[Contour annotation records]
-- START --
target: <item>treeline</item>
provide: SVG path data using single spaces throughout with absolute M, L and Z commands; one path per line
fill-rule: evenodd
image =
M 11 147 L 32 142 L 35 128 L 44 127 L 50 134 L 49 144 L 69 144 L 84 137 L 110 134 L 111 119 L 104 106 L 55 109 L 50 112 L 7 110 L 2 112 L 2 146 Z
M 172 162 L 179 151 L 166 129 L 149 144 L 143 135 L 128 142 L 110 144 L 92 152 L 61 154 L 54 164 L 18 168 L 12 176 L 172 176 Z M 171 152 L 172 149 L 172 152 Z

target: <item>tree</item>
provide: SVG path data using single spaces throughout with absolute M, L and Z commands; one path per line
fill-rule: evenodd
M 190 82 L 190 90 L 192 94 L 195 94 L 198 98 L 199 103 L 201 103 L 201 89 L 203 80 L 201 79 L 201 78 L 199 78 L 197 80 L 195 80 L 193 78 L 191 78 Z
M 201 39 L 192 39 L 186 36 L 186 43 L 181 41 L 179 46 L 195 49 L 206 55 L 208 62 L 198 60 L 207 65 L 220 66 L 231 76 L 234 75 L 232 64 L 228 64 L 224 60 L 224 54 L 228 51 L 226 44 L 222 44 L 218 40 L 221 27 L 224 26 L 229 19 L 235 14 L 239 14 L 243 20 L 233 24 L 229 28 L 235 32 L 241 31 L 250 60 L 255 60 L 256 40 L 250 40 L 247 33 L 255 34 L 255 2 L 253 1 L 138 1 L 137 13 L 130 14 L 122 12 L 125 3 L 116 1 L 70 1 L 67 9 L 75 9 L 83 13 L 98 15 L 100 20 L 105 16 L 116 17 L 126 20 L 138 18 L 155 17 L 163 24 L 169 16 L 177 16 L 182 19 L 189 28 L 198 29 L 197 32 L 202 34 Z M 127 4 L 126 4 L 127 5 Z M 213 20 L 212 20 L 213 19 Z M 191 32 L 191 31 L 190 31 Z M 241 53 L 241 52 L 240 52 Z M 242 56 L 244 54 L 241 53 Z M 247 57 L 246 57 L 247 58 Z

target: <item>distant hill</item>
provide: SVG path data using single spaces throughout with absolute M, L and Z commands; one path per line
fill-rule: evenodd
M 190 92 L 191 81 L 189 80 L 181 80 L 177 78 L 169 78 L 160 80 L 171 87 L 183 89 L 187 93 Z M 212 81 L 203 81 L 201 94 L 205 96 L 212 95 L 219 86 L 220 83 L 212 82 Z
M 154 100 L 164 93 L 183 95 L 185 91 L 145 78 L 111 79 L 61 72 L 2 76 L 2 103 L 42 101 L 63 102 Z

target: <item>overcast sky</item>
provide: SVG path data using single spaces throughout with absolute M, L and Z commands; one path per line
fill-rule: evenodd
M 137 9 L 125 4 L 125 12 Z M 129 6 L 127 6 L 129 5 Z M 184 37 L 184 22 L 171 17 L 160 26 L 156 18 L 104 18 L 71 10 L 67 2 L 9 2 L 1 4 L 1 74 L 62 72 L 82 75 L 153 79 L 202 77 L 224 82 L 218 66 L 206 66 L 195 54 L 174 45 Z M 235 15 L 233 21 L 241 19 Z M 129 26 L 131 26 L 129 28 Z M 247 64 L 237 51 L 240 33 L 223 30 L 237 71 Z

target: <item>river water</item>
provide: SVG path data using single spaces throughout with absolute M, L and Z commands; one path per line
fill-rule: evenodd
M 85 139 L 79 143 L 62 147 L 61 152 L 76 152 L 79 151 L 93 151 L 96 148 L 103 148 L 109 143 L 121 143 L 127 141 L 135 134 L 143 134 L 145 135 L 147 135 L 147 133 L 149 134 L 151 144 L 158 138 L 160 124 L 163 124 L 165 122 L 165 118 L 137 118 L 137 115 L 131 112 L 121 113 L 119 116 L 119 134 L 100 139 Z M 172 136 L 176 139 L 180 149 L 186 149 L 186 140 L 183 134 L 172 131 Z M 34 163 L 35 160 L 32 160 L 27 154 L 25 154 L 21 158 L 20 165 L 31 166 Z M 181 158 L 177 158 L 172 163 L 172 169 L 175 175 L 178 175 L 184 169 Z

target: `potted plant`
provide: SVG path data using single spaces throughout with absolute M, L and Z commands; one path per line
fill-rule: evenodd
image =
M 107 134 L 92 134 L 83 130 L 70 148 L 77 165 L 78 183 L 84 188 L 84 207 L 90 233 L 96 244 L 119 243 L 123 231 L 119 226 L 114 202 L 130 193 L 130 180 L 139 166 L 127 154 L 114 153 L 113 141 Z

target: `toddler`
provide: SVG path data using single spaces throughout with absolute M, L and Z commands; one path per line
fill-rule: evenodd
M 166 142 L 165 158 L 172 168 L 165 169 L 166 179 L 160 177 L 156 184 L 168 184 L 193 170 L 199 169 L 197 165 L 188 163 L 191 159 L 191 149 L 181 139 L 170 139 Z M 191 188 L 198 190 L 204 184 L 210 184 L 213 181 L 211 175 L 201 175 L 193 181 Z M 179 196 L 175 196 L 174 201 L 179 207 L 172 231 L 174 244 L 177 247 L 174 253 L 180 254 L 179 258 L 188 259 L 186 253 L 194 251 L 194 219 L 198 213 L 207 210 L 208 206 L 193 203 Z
-- END --
__GIVEN INSTRUCTION__: Write out all of the data above again, replacing each "provide" with "output" and leaving everything else unchanged.

__RESPONSE__:
target: <item>treeline</item>
output: SVG path data using single spaces throughout with absolute M, L and Z commands; one path per line
fill-rule: evenodd
image =
M 11 147 L 32 142 L 35 128 L 44 127 L 50 134 L 49 144 L 69 144 L 84 137 L 110 134 L 111 119 L 104 106 L 55 109 L 50 112 L 7 110 L 2 112 L 2 146 Z
M 172 162 L 179 151 L 166 129 L 149 144 L 143 135 L 128 142 L 110 144 L 92 152 L 61 154 L 54 164 L 18 168 L 12 176 L 172 176 Z M 171 152 L 172 149 L 172 152 Z

target: <item>tree</item>
output: SVG path data using single spaces throughout with absolute M, L and Z commands; one path per line
fill-rule: evenodd
M 190 82 L 190 90 L 192 94 L 195 94 L 198 98 L 199 103 L 201 103 L 201 89 L 203 80 L 201 79 L 201 78 L 199 78 L 197 80 L 195 80 L 193 78 L 191 78 Z
M 201 39 L 192 39 L 186 36 L 186 43 L 181 41 L 179 46 L 195 49 L 206 55 L 208 62 L 198 60 L 207 65 L 220 66 L 231 76 L 234 75 L 232 64 L 228 64 L 224 60 L 224 54 L 228 51 L 226 44 L 222 44 L 218 40 L 221 27 L 224 26 L 229 19 L 235 14 L 239 14 L 243 20 L 233 24 L 229 28 L 235 32 L 241 31 L 250 60 L 255 60 L 256 40 L 250 40 L 247 33 L 255 34 L 255 2 L 253 1 L 138 1 L 137 13 L 130 14 L 122 12 L 125 3 L 116 1 L 70 1 L 67 9 L 75 9 L 83 13 L 98 15 L 100 20 L 105 16 L 116 17 L 126 20 L 138 18 L 155 17 L 163 24 L 169 16 L 177 16 L 182 19 L 189 28 L 198 29 L 197 32 L 202 34 Z M 127 4 L 126 4 L 127 5 Z M 213 20 L 212 20 L 213 19 Z M 191 32 L 191 31 L 190 31 Z M 241 53 L 241 52 L 240 52 Z M 242 56 L 244 54 L 241 53 Z M 247 57 L 246 57 L 247 58 Z

target: <item>distant hill</item>
output: SVG path data using single spaces throughout with absolute M, L and Z commands; one path per line
fill-rule: evenodd
M 190 92 L 191 81 L 189 80 L 181 80 L 177 78 L 169 78 L 160 80 L 171 87 L 183 89 L 187 93 Z M 212 81 L 203 81 L 201 94 L 205 96 L 212 95 L 219 86 L 220 83 L 212 82 Z
M 154 100 L 164 93 L 183 95 L 185 91 L 145 78 L 111 79 L 61 72 L 2 76 L 2 103 L 42 101 L 63 102 Z

target: <item>overcast sky</item>
output: SVG path data using single spaces throughout with absolute M, L and Z commands; one path per line
fill-rule: evenodd
M 137 9 L 125 4 L 125 12 Z M 129 6 L 127 6 L 129 5 Z M 184 37 L 184 22 L 171 17 L 160 26 L 156 18 L 104 18 L 71 10 L 67 2 L 9 2 L 1 4 L 1 74 L 62 72 L 82 75 L 153 79 L 202 77 L 224 82 L 218 66 L 206 66 L 195 54 L 174 45 Z M 235 15 L 233 21 L 241 19 Z M 129 26 L 131 26 L 129 28 Z M 247 64 L 237 51 L 240 33 L 223 30 L 237 71 Z

target: <item>river water</item>
output: SVG path data using single spaces throughout with absolute M, L and Z commands; one path per line
fill-rule: evenodd
M 85 139 L 79 143 L 62 147 L 61 152 L 76 152 L 79 151 L 93 151 L 96 148 L 103 148 L 109 143 L 121 143 L 127 141 L 135 134 L 143 134 L 145 135 L 147 135 L 147 133 L 149 134 L 151 144 L 158 138 L 160 124 L 163 124 L 165 122 L 165 118 L 137 118 L 137 115 L 131 112 L 121 113 L 119 116 L 119 134 L 100 139 Z M 172 136 L 176 139 L 180 149 L 186 149 L 186 140 L 183 134 L 172 131 Z M 34 163 L 35 160 L 32 160 L 27 154 L 25 154 L 21 158 L 20 165 L 31 166 Z M 181 158 L 177 158 L 172 163 L 172 169 L 175 175 L 178 175 L 184 169 Z

target: `potted plant`
output: SVG path data using single spaces throughout with absolute M, L and Z commands; one path per line
fill-rule: evenodd
image =
M 107 134 L 92 134 L 83 130 L 70 148 L 77 165 L 78 183 L 84 188 L 84 207 L 90 233 L 96 244 L 119 243 L 123 231 L 119 226 L 114 202 L 130 193 L 130 180 L 139 166 L 127 154 L 114 153 L 113 141 Z

target: `toddler`
output: SVG path data using single spaces throughout with absolute M, L and Z commands; one path per line
fill-rule: evenodd
M 166 142 L 165 158 L 172 168 L 165 169 L 166 179 L 160 177 L 156 184 L 168 184 L 193 170 L 199 169 L 197 165 L 188 163 L 191 159 L 191 149 L 181 139 L 170 139 Z M 191 188 L 198 190 L 204 184 L 210 184 L 213 181 L 211 175 L 201 175 L 193 181 Z M 179 196 L 175 196 L 174 201 L 179 207 L 172 231 L 174 244 L 177 247 L 174 253 L 180 254 L 179 258 L 188 259 L 186 253 L 194 251 L 194 219 L 198 213 L 207 210 L 208 206 L 193 203 Z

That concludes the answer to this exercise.